(Exercise): Once the pictures are set aside, reproduce the entries below exactly.

BEGIN Provided data

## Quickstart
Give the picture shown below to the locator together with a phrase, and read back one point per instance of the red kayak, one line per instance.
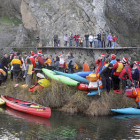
(128, 92)
(35, 88)
(27, 107)
(83, 87)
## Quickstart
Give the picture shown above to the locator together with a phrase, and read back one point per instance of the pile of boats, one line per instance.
(25, 106)
(84, 81)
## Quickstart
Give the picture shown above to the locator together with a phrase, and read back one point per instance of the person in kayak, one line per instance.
(100, 62)
(106, 77)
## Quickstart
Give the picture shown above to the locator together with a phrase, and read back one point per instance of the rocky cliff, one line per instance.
(45, 18)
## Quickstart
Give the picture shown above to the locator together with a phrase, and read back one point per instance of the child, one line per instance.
(28, 72)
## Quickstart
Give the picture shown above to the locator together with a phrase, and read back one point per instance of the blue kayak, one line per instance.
(129, 111)
(73, 76)
(83, 74)
(94, 92)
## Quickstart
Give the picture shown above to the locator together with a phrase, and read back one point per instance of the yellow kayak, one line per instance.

END Provided data

(Task answer):
## Quickstart
Give the picture shown below to the locator together with a phrase, and read back one point per instance of the red kayak, one line per instance.
(128, 92)
(35, 88)
(27, 107)
(83, 87)
## Quickstart
Give the picture shown above to the locator together with a phrase, and read back one point per instance of the pile of boats, one line per instance.
(25, 106)
(84, 81)
## Quickstart
Give the picture shown above to the locator together with a phrase, and read back one point per instance of the person in kayak, one line per instance.
(100, 62)
(106, 77)
## Quickstart
Give the picture shown above to the locator together with a phrase, and read back one point per instance of the rocky cliff, one line per instance.
(45, 18)
## Quickstart
Give the picture shown above to the locator together with a phrase, and read back one point per instance of the child, one line per instance.
(28, 72)
## Quickstart
Give the picture shown above to the locator together with a phrase, and read back one point per instance of the blue kayak, one line per instance.
(129, 111)
(73, 76)
(83, 74)
(94, 92)
## Quickstart
Give the picture shown above to the locator together with a phrase, and read back one point per instance of the yellow kayak, one line per instance.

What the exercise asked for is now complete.